■ **GIVEN INSTRUCTION**: Convert every line of the data below into a JSON list of strings, with one string per line and blank lines omitted. Leave the pictures out of your answer.

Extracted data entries
[start]
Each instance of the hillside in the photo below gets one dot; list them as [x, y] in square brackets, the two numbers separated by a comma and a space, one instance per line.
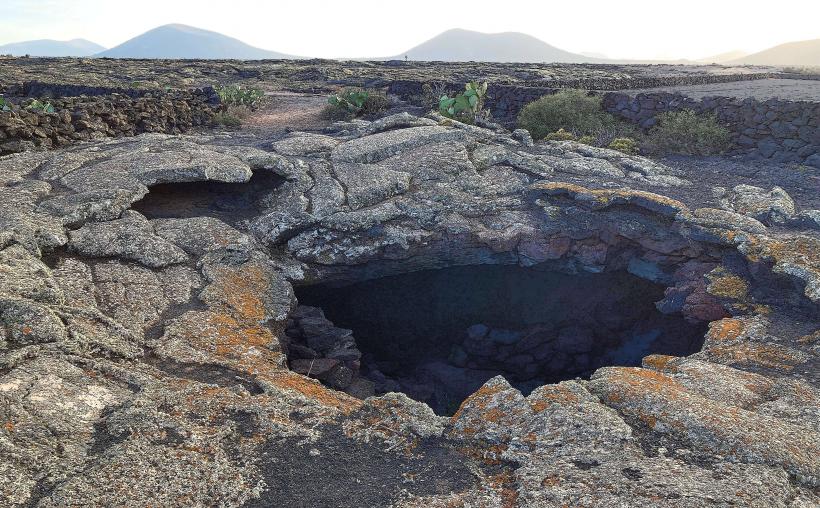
[466, 45]
[182, 41]
[49, 47]
[723, 57]
[802, 53]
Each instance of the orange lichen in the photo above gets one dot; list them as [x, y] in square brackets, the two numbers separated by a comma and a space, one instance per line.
[552, 394]
[479, 399]
[725, 330]
[756, 355]
[658, 362]
[551, 481]
[241, 290]
[315, 390]
[810, 338]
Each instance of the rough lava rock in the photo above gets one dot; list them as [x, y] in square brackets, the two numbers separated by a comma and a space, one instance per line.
[153, 359]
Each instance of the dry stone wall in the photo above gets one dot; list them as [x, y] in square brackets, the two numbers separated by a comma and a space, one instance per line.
[785, 131]
[113, 115]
[end]
■ **SOLVED EXERCISE**:
[
  "Each instance of the hillside in the photo below gets one dot; list them as [x, y] in square brackets, the two numbers separated by a comma and a space, one instance per line.",
  "[466, 45]",
  "[182, 41]",
  "[49, 47]",
  "[723, 57]",
  "[802, 53]",
  "Each instance of the orange lichen in the photo above gets one dot; list them as [x, y] in square brackets, the two numbers separated by a comma and a space, one instance per line.",
  "[552, 394]",
  "[479, 399]",
  "[725, 330]",
  "[756, 355]",
  "[658, 362]",
  "[551, 481]",
  "[241, 290]",
  "[315, 390]",
  "[810, 338]",
  "Each instance of the rough lava rock in the photo above gets one dot; list them as [x, y] in square brackets, the two numbers separated by a comma and a space, one instance per line.",
  "[153, 359]",
  "Each instance of the dry stone wall in the photo above gets one dot; list them as [x, y] in square brackets, the two numbers separated by a comma and a space, one instance per line.",
  "[785, 131]",
  "[113, 115]"
]